# ЗАДАНИЕ
Продолжите интервью о консерватизме и либерализме, начав сразу после его последней фразы.

# СТАТЬЯ
● ● ● ● ● ● ●

Захар Прилепин: «Консерватизм входит в жесточайшее противоречие с либерализмом как таковым»
- Как вы понимаете Консерватизм? Возможно его реализовать в современной России?
Захар Прилепин: Вопрос про консерватизм огромный и на эту тему не один десяток книг написано, но умствовать ложно я здесь не буду, потому что по сути это апелляция к базовым ценностям, которые были характерны для России в течение тысячи лет. Я не думаю, что страна стоит сегодня в той ситуации, когда мы должны каким-то парадоксальным образом переориентировать свое сознание, свой язык и свое географическое пространство.
Россия остается империей с русскими как центробразующим народом, с православной религией в качестве в одной из важнейших систем, становых хребтов этого народа и при всем этом с такой цветущей сложностью и возможными влияниями соседствующих и дружелюбных по отношению к нам культур. Это основные вещи, на которых строилась Россия, Русь и те основания, от которых нам не убежать, не разломив эту географию евразийскую на ничтожные куски. Другой вопрос, что совершенно очевидным образом консерватизм входит в жесточайшее противоречие с либерализмом как таковым. Я под либерализмом не понимаю свободу выбора, свободу избрания парламента и прочие демократические радости. Я под либерализмом понимаю ту социал-дарвинистскую модель в экономике и отчасти в социуме, которая в России реализуется. Которая также характерна для многих мировых стран, которые вляпались в эту либеральную историю. Либерализм противоречит русскому традиционализму, русским базовым ценностям. И дальнейший шаг по сохранению консерватизма возможен только в сочетании со взломом действующей политической машины в России.
- Актуальна ли в настоящее время идеология?

● ● ● ● ● ● ●

Строки с указанием объектов по названию:
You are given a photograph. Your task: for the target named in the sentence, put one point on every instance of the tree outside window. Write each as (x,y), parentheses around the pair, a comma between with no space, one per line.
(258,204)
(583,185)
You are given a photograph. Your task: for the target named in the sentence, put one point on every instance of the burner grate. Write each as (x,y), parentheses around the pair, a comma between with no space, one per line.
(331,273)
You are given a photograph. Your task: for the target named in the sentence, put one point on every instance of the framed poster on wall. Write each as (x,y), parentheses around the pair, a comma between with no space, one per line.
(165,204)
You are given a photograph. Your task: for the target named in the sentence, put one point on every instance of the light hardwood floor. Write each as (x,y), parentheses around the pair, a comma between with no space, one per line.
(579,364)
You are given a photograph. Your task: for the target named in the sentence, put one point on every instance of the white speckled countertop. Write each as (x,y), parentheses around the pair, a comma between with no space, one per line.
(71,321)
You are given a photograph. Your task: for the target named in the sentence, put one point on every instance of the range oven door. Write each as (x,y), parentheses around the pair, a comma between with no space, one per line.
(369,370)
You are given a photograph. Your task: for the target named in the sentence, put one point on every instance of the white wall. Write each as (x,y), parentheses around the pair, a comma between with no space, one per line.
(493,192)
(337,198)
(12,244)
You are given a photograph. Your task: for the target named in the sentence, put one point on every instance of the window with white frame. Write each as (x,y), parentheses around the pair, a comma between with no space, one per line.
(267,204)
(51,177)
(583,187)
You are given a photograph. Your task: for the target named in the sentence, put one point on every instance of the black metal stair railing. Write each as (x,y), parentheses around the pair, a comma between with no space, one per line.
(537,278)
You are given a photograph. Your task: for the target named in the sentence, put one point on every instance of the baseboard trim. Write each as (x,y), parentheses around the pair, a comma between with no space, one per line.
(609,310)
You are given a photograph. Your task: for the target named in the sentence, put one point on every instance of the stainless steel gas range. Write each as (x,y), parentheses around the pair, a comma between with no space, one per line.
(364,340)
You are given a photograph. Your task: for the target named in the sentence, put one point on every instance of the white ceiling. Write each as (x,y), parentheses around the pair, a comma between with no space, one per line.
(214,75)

● ● ● ● ● ● ●

# ОТВЕТ
Захар Прилепин: Я просто думаю, что у России нет задачи придумывать идеологию каждые 30, 15 лет или каждые полгода. Потому что если оглянуться на историю страны, то выяснится, что было несколько идеологий, которые задавали вектор развития не на сто, а даже на сотни лет вперед. Например, Москва-Третий Рим монаха Фелофея, потом не вступающее с ней в противоречие "Православие, Самодержавие, Народность" Уварова, потом появилась коммунистическая модель, которая тоже, как выяснили национал-большевики, (я имею ввиду философскую школу национал-большевизма, а не собственно нас самих) не вступило в жесткие противоречия с прежними вот этими идеологическими составляющими. В итоге вот три основных идеологии мы можем наблюдать на тысячелетнюю историю России. Поэтому необходимость выдумывания сегодня идеологии нет никакой. В России другая совершенно проблема, это тотальное отчуждение риторики от практики, когда транслируются одни смыслы, а все что делается руками, вступает в диссонанс.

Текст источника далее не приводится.